Wie in einem Tatbestand fasst er zunächst das klassiches Rollenverständnis gegründet auf islamischen Lehren zusammen. Ohne sich von diesem Rollenverständnis zu entfernen, widerlegt er sodann gleichwohl die Schlussfolgerung, dass Frauen deshalb keine politischen Rechte zustünden. Zunächst führt er an, dass Frauen trotz weltlicher Versuchungen für politische Tätigkeiten qualifiziert sind und dass auch Männer weltlichen Versuchungen erliegen können. Das belegt er mit einigen Koranversen, die sich auf die frühislamische Geschichte beziehen. Schließlich geht er noch weiter in der Geschichte zurück und belegt seine Widerlegung mit der ebenfalls im Koran erwähnten Königin von Saba.
Im nächsten Abschnitt betont er zwar die Mutterrolle sehr stark, räumt Frauen aber gleichwohl die Möglichkeit ein am politischen Leben teilzunehmen ein, wenn die Mutterrolle erfüllt ist oder gar nicht eintritt.

#### [Arbeitsauftrag]
Gib den Absatz des Lesetexts, der mit „Wie in einem Tatbestand“ beginnt, als kurze Stichpunktliste wieder. Behalte dabei seine wichtigsten Aussagen bei. Stütze dich dabei ausschließlich auf den Lesetext.

#### [Bereitgestellte Daten]

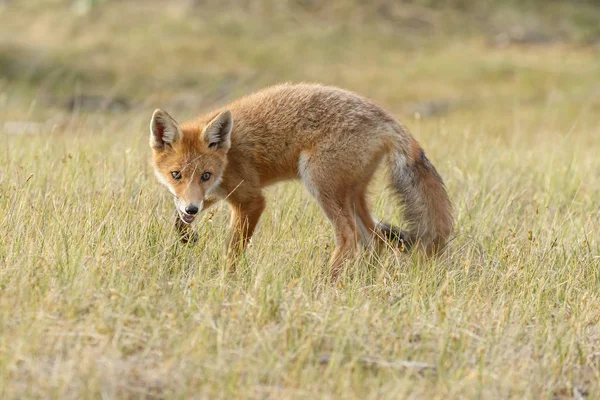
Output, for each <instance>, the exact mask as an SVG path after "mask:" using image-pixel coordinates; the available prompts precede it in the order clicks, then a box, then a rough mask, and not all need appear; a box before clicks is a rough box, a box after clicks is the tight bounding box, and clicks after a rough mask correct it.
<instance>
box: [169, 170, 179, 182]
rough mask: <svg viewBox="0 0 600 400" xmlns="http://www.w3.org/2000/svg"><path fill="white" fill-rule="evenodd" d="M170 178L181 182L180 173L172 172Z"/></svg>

#### [Antwort]
- Zusammenfassung des klassischen, auf islamischen Lehren gegründeten Rollenverständnisses
- Widerlegung der Schlussfolgerung, Frauen stünden deshalb keine politischen Rechte zu, ohne Abkehr von diesem Rollenverständnis
- Argument: Frauen sind trotz weltlicher Versuchungen für politische Tätigkeiten qualifiziert, und auch Männer können weltlichen Versuchungen erliegen
- Belege: Koranverse zur frühislamischen Geschichte sowie die im Koran erwähnte Königin von Saba